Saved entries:
• • • •
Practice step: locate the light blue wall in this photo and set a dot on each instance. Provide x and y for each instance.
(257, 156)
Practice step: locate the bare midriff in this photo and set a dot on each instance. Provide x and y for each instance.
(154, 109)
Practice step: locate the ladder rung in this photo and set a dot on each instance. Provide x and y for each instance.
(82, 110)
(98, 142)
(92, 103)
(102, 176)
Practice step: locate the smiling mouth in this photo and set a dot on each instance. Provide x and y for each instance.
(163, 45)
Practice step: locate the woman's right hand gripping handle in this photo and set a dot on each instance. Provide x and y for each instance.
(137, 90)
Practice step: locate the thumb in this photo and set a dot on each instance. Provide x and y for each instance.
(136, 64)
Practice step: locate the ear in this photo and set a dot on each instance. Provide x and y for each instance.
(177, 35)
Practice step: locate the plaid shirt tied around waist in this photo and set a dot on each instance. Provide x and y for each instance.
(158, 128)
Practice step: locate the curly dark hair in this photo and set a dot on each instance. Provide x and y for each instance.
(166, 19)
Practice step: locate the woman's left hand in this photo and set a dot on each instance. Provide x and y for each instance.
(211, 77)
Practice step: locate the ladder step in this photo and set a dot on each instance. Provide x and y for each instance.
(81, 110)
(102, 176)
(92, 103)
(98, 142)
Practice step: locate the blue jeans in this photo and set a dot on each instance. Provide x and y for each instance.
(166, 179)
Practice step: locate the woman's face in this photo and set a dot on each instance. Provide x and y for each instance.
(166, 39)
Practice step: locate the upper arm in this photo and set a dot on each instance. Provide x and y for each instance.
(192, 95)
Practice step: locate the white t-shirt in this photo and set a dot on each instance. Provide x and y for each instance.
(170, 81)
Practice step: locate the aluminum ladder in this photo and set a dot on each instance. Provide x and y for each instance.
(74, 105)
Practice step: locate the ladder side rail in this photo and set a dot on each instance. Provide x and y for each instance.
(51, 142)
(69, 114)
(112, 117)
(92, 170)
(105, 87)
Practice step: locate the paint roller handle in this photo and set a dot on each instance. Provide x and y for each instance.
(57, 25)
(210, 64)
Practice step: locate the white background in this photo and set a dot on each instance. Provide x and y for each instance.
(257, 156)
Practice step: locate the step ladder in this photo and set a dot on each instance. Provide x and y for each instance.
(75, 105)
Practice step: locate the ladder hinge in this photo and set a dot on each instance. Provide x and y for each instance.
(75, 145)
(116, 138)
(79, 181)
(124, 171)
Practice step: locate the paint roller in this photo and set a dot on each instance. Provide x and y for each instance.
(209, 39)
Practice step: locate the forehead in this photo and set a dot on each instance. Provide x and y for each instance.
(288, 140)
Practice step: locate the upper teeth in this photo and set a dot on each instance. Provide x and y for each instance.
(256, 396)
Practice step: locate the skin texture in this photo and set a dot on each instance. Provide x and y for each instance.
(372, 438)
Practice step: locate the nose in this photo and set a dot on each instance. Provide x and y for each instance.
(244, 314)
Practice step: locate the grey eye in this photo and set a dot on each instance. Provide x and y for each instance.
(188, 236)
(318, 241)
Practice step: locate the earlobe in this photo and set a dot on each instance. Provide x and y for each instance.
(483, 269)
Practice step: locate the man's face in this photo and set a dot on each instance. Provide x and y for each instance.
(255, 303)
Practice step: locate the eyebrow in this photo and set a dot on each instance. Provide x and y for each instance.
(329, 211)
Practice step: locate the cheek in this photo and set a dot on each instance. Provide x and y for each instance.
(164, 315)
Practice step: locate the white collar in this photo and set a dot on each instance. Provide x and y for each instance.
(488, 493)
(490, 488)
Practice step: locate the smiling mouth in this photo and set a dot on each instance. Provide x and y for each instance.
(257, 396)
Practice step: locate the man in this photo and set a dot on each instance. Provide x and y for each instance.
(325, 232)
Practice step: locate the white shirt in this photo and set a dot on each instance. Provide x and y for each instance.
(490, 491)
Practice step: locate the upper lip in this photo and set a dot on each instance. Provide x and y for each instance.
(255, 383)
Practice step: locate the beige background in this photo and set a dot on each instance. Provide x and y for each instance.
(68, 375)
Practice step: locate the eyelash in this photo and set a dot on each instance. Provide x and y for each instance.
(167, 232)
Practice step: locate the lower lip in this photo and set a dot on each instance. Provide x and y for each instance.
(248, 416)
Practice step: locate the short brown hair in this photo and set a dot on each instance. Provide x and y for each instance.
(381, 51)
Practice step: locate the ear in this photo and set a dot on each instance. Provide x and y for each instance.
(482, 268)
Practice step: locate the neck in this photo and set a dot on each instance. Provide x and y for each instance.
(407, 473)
• • • •
Your goal: Once you have read the records above, write them out again exactly.

Finished exercise:
Practice step: locate the light blue wall in this photo and set a dot on each instance. Provide x and y for each instance.
(257, 156)
Practice step: locate the bare midriff in this photo and set a dot on each instance. Provide x and y for each instance.
(154, 109)
Practice step: locate the ladder rung in this photo and set a dot on each instance. Provide x and y for each instance.
(82, 110)
(98, 142)
(92, 103)
(102, 176)
Practice step: locate the smiling mouth in this photo and set a dot on each instance. Provide x and y for each instance.
(163, 45)
Practice step: locate the woman's right hand gripping handle in this photo and set a dot on each instance. Provide x and y for each instance.
(137, 90)
Practice step: locate the thumb in this photo and set a dot on each instance. Provide x and y for each instance.
(136, 64)
Practice step: locate the ear in this photo and set a dot on each instance. Provide x and y for each instance.
(177, 35)
Practice step: locate the plaid shirt tied around waist in this photo and set a dot on each instance. Provide x and y for each instance.
(158, 128)
Practice step: locate the curly dark hair in this photo and set a dot on each instance. Provide x and y for each instance.
(166, 19)
Practice step: locate the woman's left hand in this photo and set a dot on each instance. Provide x and y for each instance.
(211, 77)
Practice step: locate the ladder step in this photo and set a dot on each instance. Provide x and y for each instance.
(81, 110)
(102, 176)
(92, 103)
(98, 142)
Practice step: locate the blue jeans in this photo and set a dot on each instance. Provide x and y for each instance.
(166, 179)
Practice step: locate the woman's face in this photo and set a dot on each instance. Provide x and y for each instance.
(166, 39)
Practice step: locate the upper arm in this photo and set a dot on each instance. Provide x and y for each instance.
(192, 95)
Practice step: locate the white t-shirt in this photo and set a dot on each instance. Provide x and y for each instance.
(170, 81)
Practice step: locate the aluminum ladder in this photo and set a dot on each instance. Provide x and y for each instance.
(74, 105)
Practice step: locate the ladder side rail in this photo and set a dot on each instance. Provide x and y for each instance.
(51, 142)
(69, 114)
(112, 117)
(92, 170)
(105, 87)
Practice step: locate the paint roller handle in this photo and set a dot on each instance. Provide x and y for each instance.
(57, 25)
(210, 64)
Practice step: locate the white background in this photo and set a dot on each instance. Provide x and y for each instance.
(257, 156)
Practice step: locate the step ladder in this photo and set a dot on each instance. Provide x and y for each instance.
(75, 105)
Practice step: locate the ladder hinge in this photo and set a dot on each instance. Provide x and y for each instance.
(75, 145)
(116, 138)
(79, 181)
(124, 171)
Practice step: locate the paint roller in this photo and set a dot on each instance. Provide x and y for each instance.
(209, 39)
Practice step: locate the forehead in this photo and set a dot on each instance. Provide x and y for each instance.
(288, 140)
Practice step: locate the upper teeth in this photo and set a dot on each instance. Provide x and y for each instance.
(256, 396)
Practice step: locate the skin texture in this photo and set a dot on each instance. Provide x and y for each instance.
(372, 438)
Practice step: locate the nose in this photo and set a dot on each instance. Provide x and y for each instance.
(244, 314)
Practice step: locate the grey eye in this photo and set a dot on each instance. Provide x and y for each instance.
(188, 236)
(318, 241)
Practice step: locate the earlobe in this photo and set a dot on each instance. Provide x and y for each instance.
(483, 269)
Practice step: locate the man's face in this photo and set a dot on each instance. Provide x and y for each instance.
(255, 303)
Practice step: locate the eyebrow in this photo and set a dot on each instance. Provide x and y for each instance.
(329, 211)
Practice step: locate the cheek in this photo and set a dot on each instance. Provide x and y for each instance.
(164, 315)
Practice step: locate the white collar in this photo and set a dot on each instance. Provide x and y for each instance.
(488, 493)
(490, 488)
Practice step: locate the smiling mouth in this photo and set a dot on each instance. Provide x and y for each instance.
(257, 396)
Practice step: locate the man in this photo and set a dot on each instance. Provide x and y for each instance.
(325, 232)
Practice step: locate the white shirt in this photo and set a dot on each instance. Provide x and y for each instance.
(490, 491)
Practice step: locate the upper lip in this photo and set a dot on each instance. Provide x and y for each instance.
(255, 383)
Practice step: locate the beige background in this photo and set a dot on each instance. Provide x and y for each instance.
(68, 375)
Practice step: locate the eyelash in this photo and set a dot on each instance. Provide x and y for each instance.
(167, 232)
Practice step: locate the lower lip in this photo and set a dot on each instance. Provide x and y for each instance.
(248, 416)
Practice step: locate the short brown hair in this photo and set a dot on each instance. Provide x and y for each instance.
(381, 51)
Practice step: locate the ear in this photo and set a dot on each instance. Provide x and y for each instance.
(482, 268)
Practice step: locate the neck in this photo and set a dot on each instance. Provide x and y for each instance.
(407, 473)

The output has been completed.